## What the task asks
Copy every line of the listing below word for word, leaving nothing out.

Records from a collection
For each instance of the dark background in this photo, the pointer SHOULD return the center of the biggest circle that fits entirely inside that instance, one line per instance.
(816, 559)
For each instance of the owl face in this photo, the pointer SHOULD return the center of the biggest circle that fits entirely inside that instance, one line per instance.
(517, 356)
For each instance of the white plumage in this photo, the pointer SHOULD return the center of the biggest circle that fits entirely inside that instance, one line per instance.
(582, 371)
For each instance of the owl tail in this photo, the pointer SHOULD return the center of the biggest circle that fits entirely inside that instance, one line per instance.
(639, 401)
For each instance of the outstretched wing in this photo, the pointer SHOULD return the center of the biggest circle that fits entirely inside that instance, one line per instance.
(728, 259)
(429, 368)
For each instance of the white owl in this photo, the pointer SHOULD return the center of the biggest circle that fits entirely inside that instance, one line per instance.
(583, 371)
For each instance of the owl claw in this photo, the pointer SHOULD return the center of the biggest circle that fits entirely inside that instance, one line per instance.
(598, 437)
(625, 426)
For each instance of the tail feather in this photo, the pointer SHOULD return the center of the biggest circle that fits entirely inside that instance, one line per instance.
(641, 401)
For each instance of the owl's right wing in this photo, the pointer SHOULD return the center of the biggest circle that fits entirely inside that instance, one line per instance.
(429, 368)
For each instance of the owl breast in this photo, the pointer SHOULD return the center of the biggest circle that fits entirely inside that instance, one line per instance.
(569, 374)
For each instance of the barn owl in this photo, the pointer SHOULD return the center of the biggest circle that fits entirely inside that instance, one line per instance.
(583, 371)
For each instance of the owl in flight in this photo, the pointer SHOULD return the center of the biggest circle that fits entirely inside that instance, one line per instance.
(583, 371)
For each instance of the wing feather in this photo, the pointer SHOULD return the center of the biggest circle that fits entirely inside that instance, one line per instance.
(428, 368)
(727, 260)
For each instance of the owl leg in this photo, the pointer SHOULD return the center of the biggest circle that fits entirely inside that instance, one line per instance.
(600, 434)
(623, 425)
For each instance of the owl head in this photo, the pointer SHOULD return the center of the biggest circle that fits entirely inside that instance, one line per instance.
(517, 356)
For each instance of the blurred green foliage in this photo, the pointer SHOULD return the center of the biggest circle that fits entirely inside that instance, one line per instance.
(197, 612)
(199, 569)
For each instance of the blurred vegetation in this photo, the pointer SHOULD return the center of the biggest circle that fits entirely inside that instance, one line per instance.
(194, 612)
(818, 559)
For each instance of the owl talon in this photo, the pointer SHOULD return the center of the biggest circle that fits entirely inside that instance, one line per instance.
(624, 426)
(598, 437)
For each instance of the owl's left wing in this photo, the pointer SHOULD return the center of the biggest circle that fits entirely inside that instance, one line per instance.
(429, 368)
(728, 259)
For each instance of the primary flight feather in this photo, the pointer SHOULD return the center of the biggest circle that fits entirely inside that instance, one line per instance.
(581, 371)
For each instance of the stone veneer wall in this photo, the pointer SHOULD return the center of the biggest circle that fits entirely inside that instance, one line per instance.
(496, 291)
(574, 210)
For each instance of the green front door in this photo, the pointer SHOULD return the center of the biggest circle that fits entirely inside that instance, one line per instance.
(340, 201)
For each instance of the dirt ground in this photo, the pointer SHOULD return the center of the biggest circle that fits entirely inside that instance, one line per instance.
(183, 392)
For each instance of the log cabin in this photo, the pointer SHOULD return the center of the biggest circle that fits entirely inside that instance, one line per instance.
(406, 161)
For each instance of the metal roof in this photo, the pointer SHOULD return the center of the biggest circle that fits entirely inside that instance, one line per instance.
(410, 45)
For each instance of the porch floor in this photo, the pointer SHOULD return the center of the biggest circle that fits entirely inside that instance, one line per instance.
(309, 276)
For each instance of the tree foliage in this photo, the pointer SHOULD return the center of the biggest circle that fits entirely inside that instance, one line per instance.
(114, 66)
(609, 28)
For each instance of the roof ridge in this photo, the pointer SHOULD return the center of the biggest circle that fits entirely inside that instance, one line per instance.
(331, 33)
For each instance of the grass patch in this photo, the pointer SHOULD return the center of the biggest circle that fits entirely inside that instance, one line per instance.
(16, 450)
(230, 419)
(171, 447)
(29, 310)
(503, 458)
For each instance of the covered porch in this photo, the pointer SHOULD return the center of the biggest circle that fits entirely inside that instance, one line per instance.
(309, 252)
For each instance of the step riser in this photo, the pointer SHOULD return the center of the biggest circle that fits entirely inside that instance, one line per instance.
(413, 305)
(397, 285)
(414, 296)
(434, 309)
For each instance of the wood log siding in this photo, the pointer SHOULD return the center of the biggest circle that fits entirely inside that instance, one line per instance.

## The answer
For each instance of the dark background in this photo, the pointer SHOULD return the center of the biggest circle that fits entirely inside that instance, one line per instance.
(816, 559)
For each instance of the owl face in this photo, the pointer SHOULD return the center of the biggest circle that fits entirely inside that instance, one line per instance.
(517, 356)
For each instance of the white plumage in this photo, the pointer SHOULD return the center of the biggest circle that fits entirely inside that instance, one line per instance.
(582, 371)
For each instance of the owl tail in this photo, the pointer SHOULD return the center of the biggest circle that fits entirely inside that instance, one line per instance.
(639, 401)
For each instance of the outstretched wing in this photo, the pointer SHOULD return the center of the biggest circle that fits entirely inside that instance, one line per instance.
(728, 259)
(429, 368)
For each instance of the white owl in this photo, the pointer SHOULD return the center of the biggest circle that fits entirely inside that instance, one line per instance.
(583, 371)
For each instance of the owl claw in this photo, the pointer SHOULD return the center of the biggest circle that fits entirely inside that instance, one line per instance.
(598, 437)
(625, 426)
For each instance of the tail feather in this photo, the pointer SHOULD return the center of the biggest circle that fits entirely inside that instance, one line per instance.
(641, 401)
For each instance of the owl's right wing in this photo, the pointer SHOULD return the center of the biggest circle that fits entirely inside that instance, one line per instance.
(429, 368)
For each instance of the owl breast in this photo, the pointer SHOULD return the center of the biggest circle that fits entirely inside that instance, one line per instance.
(569, 374)
For each instance of the barn owl in this photo, the pointer SHOULD return the center of the biggest circle that fits entirely inside that instance, one line per instance.
(583, 371)
For each instance of the owl in flight in this photo, the pointer SHOULD return the center of the biggest circle that fits entirely inside that instance, one line per instance.
(583, 371)
For each instance of the wing feather in this photo, the pointer SHOULD return the center of the biggest circle that fits entirely inside that instance, one line per instance.
(428, 368)
(727, 260)
For each instance of the owl leg in this photo, the pointer SHOULD return the center of the biggest circle that fits entirely inside that instance, one line per instance.
(600, 434)
(623, 425)
For each instance of the owl head in this photo, the pointer SHOULD return the center of the biggest circle that fits entirely inside that instance, one line per instance.
(517, 356)
For each instance of the blurred green foliage in this photo, the pointer SHOULD return the center of the biggest circle that fits entirely inside that instance, one line per instance.
(197, 612)
(199, 569)
For each instance of the blurred vegetation in this photo, the pointer SHOULD return the center of the biggest circle that fits entirely inside that instance, one line per instance.
(194, 612)
(818, 559)
For each instance of the owl talon in this photo, the pointer SHOULD return the center of the biggest circle that fits entirely inside that instance, one line per instance.
(624, 426)
(598, 437)
For each instance of the owl's left wing in this photo, the pointer SHOULD return the center of the biggest circle that fits entirely inside that instance, one line per instance.
(429, 368)
(728, 259)
For each instance of the primary flight feather in this photo, the pointer SHOULD return the center of the biggest circle that fits entirely inside that instance, one line per instance.
(581, 371)
For each instance of the stone veneer wall in this photo, the pointer SHOULD return the center of the biggest circle that fits entirely inside that instance, one line per instance.
(496, 291)
(574, 210)
For each instance of the green front door in this photo, the pointer SHOULD return the center of the biggest circle that fits entirely inside that instance, one line per instance.
(340, 201)
For each instance of the dirt ground in this photo, the pointer SHOULD return the center of the biggest circle that fits entirely inside that instance, one line per instance.
(183, 392)
For each instance of the log cabin in this photo, the pointer SHOULD return the center of the biggest circle that fits entirely inside that instance, one line per instance.
(406, 161)
For each instance of the metal roof in this photo, the pointer SHOULD return the center of the biggest circle that fits entirely inside that instance, one line per instance.
(410, 45)
For each instance of the porch floor in this photo, the pointer SHOULD return the center of the biggest circle that fits entirely inside that instance, one line per instance.
(309, 276)
For each instance of the tree foliage in this photo, the pointer SHOULD return the center of the biggest circle that fits entirely inside that instance, one line per instance.
(114, 66)
(609, 28)
For each instance of the roof ridge in this photo, the pointer SHOULD return the center of the biggest circle that fits entirely inside that instance, one line per instance.
(331, 33)
For each instance of the grass patch in this photo, the pointer SHOULD return the center of the biggest circle that fits entirely inside that instance, one line per instance.
(16, 450)
(230, 419)
(171, 447)
(29, 310)
(503, 458)
For each instance of the covered porch in this photo, the pointer SHOULD return the center of the biggest circle that fits entirely inside that instance, one line per instance.
(309, 252)
For each instance of the step riser in this photo, the pointer SHOULD return the center of the biggest circle that fits entirely inside that instance, one line per instance.
(413, 305)
(397, 285)
(414, 296)
(434, 309)
For each instance of the wood log siding in this photo, the pointer SHOULD return the center of the biggest circle that fits entirely inside that instance, one line per instance.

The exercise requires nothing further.